Excerpt to read:
┏━━

Finally some good news for the bond market. Warren Buffett offered today to take $800 billion of liabilities off the hands of leading bond insurers—MBIA, Ambac, and FGIC Corp.—who are facing billions of dollars in losses and potential ratings downgrades. The news sent a jolt of optimism through Wall Street—pushing the Dow up more than 200 points at one point—as investors hoped the lifeline could get bond insurers out of their jam and restore stability to the credit markets
But here's why that's unlikely to happen:
1) Buffett wants only the munis: Although struggling bond insurers are in desperate need of assistance, don't expect them to tear up at Buffett's plan. After all, the Oracle of Omaha would assume responsibility for only the insurers' municipal businesses, leaving the companies to deal with their rapidly devaluing mortgage debt portfolios for themselves. But potentially devastating problems have come from the mortgage side—not municipal debt—and leaving their most profitable business at a time when they need cash the most doesn't make much sense.
Tim Backshall, chief credit derivatives strategist at Credit Derivatives Research, expects the bond insurers to reject the offer, since it is essentially "skimming the cream off the top" of their business. "The monolines themselves have this huge cash cow business, which is insuring [municipal bonds], and to some extent you could argue that that's relatively easy money," Backshall says. Without it, the companies would have "nothing but sort of toxic waste left behind."

┗━━

About this exercise: Carry on the article about Warren Buffett's offer to the bond insurers, picking up right after its final sentence.

Supplied material:
┏━━

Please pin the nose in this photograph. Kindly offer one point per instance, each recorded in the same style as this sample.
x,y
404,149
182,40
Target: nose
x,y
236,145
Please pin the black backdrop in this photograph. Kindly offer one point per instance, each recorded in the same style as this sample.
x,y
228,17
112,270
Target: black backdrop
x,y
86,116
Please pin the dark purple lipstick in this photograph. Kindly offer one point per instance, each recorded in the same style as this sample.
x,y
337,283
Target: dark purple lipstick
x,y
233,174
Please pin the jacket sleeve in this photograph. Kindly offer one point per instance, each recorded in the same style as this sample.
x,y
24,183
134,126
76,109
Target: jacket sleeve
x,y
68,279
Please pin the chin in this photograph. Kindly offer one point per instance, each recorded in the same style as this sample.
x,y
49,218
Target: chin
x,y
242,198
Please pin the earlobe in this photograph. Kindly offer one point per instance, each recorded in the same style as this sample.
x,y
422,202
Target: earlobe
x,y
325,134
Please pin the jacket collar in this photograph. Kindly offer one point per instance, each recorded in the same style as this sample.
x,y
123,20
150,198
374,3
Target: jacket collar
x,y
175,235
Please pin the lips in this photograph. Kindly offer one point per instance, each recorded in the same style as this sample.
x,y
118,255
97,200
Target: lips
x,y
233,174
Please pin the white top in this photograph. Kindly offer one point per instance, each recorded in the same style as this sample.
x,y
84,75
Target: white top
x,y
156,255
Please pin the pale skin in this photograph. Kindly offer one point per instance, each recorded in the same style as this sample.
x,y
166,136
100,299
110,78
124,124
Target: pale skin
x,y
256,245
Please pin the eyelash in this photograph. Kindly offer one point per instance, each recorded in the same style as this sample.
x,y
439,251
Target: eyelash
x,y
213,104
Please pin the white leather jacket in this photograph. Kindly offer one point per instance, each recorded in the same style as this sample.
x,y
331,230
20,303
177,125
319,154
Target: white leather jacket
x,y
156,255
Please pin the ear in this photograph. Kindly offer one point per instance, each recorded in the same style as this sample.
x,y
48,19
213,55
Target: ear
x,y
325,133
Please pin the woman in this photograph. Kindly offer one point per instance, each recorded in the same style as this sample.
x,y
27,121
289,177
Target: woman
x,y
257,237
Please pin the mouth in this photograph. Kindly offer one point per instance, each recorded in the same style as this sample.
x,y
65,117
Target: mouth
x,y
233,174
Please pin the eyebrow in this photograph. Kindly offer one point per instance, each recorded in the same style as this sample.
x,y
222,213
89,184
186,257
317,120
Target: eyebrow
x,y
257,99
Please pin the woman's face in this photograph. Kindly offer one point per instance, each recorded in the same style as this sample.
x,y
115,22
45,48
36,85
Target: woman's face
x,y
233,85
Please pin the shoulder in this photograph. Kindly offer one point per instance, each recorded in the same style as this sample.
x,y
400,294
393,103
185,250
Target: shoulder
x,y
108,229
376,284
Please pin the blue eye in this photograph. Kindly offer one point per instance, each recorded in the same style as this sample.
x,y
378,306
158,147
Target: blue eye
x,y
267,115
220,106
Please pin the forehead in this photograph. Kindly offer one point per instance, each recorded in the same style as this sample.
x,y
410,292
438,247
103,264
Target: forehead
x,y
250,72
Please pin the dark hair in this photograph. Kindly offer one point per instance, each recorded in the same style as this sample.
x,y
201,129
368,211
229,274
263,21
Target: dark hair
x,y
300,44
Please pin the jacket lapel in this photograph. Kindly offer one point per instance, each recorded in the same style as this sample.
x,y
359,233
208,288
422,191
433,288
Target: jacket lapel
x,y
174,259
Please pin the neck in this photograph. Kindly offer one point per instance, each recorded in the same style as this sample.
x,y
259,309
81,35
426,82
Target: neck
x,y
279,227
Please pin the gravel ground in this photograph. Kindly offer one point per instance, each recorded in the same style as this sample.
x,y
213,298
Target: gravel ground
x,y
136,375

┗━━

Task result:
Not surprisingly, one of the companies has already rejected the plan, and the other two have not yet responded.
2) It won't head off potential ratings downgrades: While the plan would allow the companies to free up some capital, agreeing to the plan could actually make a bond insurer more likely to have its credit rating downgraded by one of the key agencies. Should a bond insurer agree to the plan, it would "lose [its AAA rating] almost definitely because the only real viable business that you have you are conceding to a competitor," says CreditSights analyst Rob Haines.
3) Capital concerns remain: Even if the companies were to accept Buffett's plan, it would have little affect on their capital needs. While a smaller municipal portfolio would allow bond insurers to hold less cash, their real capital requirements come from the mortgage side, which Buffett doesn't want.
4) Credit markets see increased risk. While the stock market welcomed the move, credit markets responded negatively. Credit default swap spreads on bond insurer debt widened in the hours after the plan was announced, indicating that investors perceive the plan as having made bond insurers more—not less--risky, Backshall explains. It makes perfect sense; Buffett's plan would reduce bond insurers' income stream from safe, stable municipal bonds, thereby increasing their net exposure to more risky, mortgage debt.
The credit default swap spread on MBIA's AAA-rated bonds, for example, widened 45 basis points in the early part of the day, Backshall says. "Investors are seeing them as more likely to default now than at 6 o'clock this morning," he notes.
5) Credit markets: Problems new and old persist. The news of Buffett's plan comes as a slew of indicators show that the credit markets are deteriorating further under the weight of problems—some old, some new. Banks are having difficulty unloading loans that were used to finance corporate buyouts. Commercial real estate loans are becoming less available, with 80 percent of domestic banks reporting that they have tightened standards for such loans in the past three months. And recently, Comptroller of the Currency John Dugan predicted "there will be an increase of bank failures."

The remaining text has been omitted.